Given request A => In the passage on the soundness theorem, rewrite the portion starting with "The soundness result, stated" and going on through "a direct proof.", swapping every occurrence of "soundness" for "correctness".

Extract to read =>
*****

The soundness result, stated below, says that if the procedure returns \(\mathtt {success}\) when presented with a given input (consisting of a transition system rl specification \(\mathcal {S}\), a set of goals \(G_0\), and the \(\mathcal {S}\)-derivatives of \(G_0\), then the transition system \(\Rightarrow ^{\!}_{\!\mathcal {S}}\) satisfies all the goals. We note that this result is not a trivial consequence of the soundness of the rl proof system [6]; our initial attempts at proving soundness by reducing it to the soundness of the rl proof system showed that one step of our procedure corresponds to several (many) steps of the rl proof system. Thus, the soundness of several nontrivial derived rules of the rl proof system would have to be proved first before attempting to prove the soundness of our procedure. We thus opted for a direct proof.

Theorem 1

(Soundness). Let prove be the procedure given in Fig. 1. Assume that \(\mathcal {S}\) is total. Let \(G_0\) be such that for each \({\varphi _c} \Rightarrow {\varphi '_c} \in G_0\), \(\varphi _c\) is \(\mathcal {S}\)-derivable and satisfies \( FreeVars (\varphi '_c)\subseteq FreeVars (\varphi _c)\). If prove( \(\mathcal {S}, G_0, \varDelta _\mathcal {S}(G_0)\) ) returns \(\mathtt {success}\) then \({\Rightarrow ^{\!}_{\!\mathcal {S}}}\models G_0\).

Example 11

Let S be the rl specification defined in Example 5 and \(G_0\triangleq \{{\varphi _0} \Rightarrow {\varphi '_0}\}\), where \({\varphi _0} \Rightarrow {\varphi '_0}\) is

$$\begin{aligned} {\langle x,y\rangle \wedge y\ge 0} \Rightarrow {(\exists x',y')\langle x', y'\rangle \wedge gcd (x',x,y)}. \end{aligned}$$

We illustrate in a step-by-step manner the procedure call prove(\(\mathcal {S}, G_0, G\)), where G is initially \(\varDelta _\mathcal {S}(G_0)=\{{\varphi _1} \Rightarrow {\varphi '_0}, {\varphi _2} \Rightarrow {\varphi '_0}\}\), and

$$\begin{aligned} \varphi _1\triangleq {}&{(\exists k) \langle y, x - k*y\rangle \wedge y > 0 \wedge x\ge k*y\wedge k >0} \Rightarrow {\varphi '_0},\\ \varphi _2\triangleq {}&{\langle y, x\rangle \wedge y\ge x\wedge y\ge 0} \Rightarrow {\varphi '_0}\}. \end{aligned}$$

Let us consider that \({\varphi _1} \Rightarrow {\varphi '_0}\) is the current chosen goal from G. Obviously, \(M\models \varphi _1\longrightarrow \varphi '_0\) does not hold. Since \(M\models x\ge k*y\longrightarrow x -k*y\ge 0\), we obtain \(M\models \varphi _1\longrightarrow (\exists x',y')\langle x',y'\rangle \wedge y'\ge 0\) (i.e. the condition of the if statement at line 4 holds) and hence the goal \({\varphi _1} \Rightarrow {\varphi '_0}\) is replaced with \({\varphi _{11}} \Rightarrow {\varphi '_0}\) by the statement in line 5, where

$$\begin{aligned} \varphi _{11}\triangleq (\exists x_1,y_1,x'_1,y'_1,k) \langle x'_1,y'_1\rangle&\wedge gcd (x'_1,x_1,y_1)\wedge \langle y,x-k*y\rangle =\langle x_1, y_1\rangle \\&\wedge y > 0 \wedge x\ge k*y\wedge k >0 \end{aligned}$$
Fig. 2.

*****

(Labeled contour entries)

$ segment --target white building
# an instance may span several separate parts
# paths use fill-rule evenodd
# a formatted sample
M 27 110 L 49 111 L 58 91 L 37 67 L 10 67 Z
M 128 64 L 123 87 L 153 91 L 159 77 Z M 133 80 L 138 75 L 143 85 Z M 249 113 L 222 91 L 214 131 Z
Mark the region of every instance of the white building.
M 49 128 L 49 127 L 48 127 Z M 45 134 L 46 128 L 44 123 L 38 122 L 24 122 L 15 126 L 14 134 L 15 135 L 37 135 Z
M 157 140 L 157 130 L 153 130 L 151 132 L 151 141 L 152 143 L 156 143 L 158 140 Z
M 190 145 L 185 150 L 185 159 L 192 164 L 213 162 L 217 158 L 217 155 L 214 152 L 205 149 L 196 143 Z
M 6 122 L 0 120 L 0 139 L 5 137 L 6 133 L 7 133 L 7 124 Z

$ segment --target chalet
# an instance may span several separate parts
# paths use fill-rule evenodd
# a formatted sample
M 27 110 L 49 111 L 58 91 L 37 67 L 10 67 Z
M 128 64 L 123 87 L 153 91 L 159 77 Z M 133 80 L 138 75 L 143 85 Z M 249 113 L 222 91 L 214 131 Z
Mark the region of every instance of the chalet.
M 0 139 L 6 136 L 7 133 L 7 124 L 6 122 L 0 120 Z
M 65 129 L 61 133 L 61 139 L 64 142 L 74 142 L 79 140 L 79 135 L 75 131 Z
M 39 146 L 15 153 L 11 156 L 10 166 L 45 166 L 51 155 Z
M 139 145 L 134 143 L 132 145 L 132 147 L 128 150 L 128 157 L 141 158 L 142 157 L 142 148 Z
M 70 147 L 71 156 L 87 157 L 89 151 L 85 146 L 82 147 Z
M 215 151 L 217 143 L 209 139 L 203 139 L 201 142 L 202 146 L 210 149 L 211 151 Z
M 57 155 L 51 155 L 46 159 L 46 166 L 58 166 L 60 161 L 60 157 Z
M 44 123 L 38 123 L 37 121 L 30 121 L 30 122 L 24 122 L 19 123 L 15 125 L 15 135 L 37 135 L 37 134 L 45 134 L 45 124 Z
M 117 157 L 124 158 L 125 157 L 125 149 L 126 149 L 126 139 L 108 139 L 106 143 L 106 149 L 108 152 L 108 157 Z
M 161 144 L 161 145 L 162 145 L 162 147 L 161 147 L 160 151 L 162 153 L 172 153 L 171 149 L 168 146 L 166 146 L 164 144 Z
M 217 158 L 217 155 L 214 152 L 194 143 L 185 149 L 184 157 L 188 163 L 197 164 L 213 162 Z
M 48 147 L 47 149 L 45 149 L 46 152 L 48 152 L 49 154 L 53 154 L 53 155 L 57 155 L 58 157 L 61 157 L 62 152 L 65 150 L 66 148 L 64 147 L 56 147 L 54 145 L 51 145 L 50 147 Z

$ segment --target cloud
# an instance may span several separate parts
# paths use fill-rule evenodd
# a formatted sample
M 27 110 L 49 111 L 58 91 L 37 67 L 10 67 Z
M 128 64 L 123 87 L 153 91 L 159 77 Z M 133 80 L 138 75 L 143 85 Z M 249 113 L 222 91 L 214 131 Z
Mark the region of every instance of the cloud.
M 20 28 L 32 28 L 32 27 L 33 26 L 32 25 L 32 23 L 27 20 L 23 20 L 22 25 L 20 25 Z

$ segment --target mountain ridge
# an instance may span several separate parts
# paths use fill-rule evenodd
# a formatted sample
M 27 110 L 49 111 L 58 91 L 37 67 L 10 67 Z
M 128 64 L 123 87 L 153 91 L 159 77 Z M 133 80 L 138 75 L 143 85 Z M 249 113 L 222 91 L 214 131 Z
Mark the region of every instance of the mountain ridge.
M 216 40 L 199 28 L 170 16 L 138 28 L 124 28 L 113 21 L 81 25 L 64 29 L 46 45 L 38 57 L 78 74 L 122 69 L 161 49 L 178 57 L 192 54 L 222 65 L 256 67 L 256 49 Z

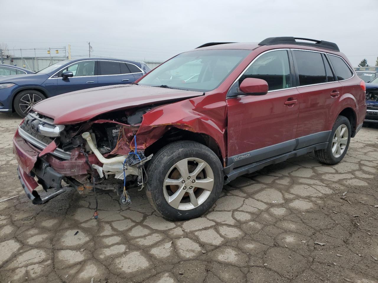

*****

Given request B => Give the lines of the entries, starting with the line with "segment --target chalet" and going on through the line with "Mark the region of every instance of the chalet.", as a Markdown table with the columns Row and Line. Number each row and leave out blank lines.

Exercise result A =>
The correctness result, stated below, says that if the procedure returns \(\mathtt {success}\) when presented with a given input (consisting of a transition system rl specification \(\mathcal {S}\), a set of goals \(G_0\), and the \(\mathcal {S}\)-derivatives of \(G_0\), then the transition system \(\Rightarrow ^{\!}_{\!\mathcal {S}}\) satisfies all the goals. We note that this result is not a trivial consequence of the correctness of the rl proof system [6]; our initial attempts at proving correctness by reducing it to the correctness of the rl proof system showed that one step of our procedure corresponds to several (many) steps of the rl proof system. Thus, the correctness of several nontrivial derived rules of the rl proof system would have to be proved first before attempting to prove the correctness of our procedure. We thus opted for a direct proof.

Exercise result B =>
| Row | Line |
|---|---|
| 1 | $ segment --target chalet |
| 2 | # an instance may span several separate parts |
| 3 | # paths use fill-rule evenodd |
| 4 | # a formatted sample |
| 5 | M 27 110 L 49 111 L 58 91 L 37 67 L 10 67 Z |
| 6 | M 128 64 L 123 87 L 153 91 L 159 77 Z M 133 80 L 138 75 L 143 85 Z M 249 113 L 222 91 L 214 131 Z |
| 7 | Mark the region of every instance of the chalet. |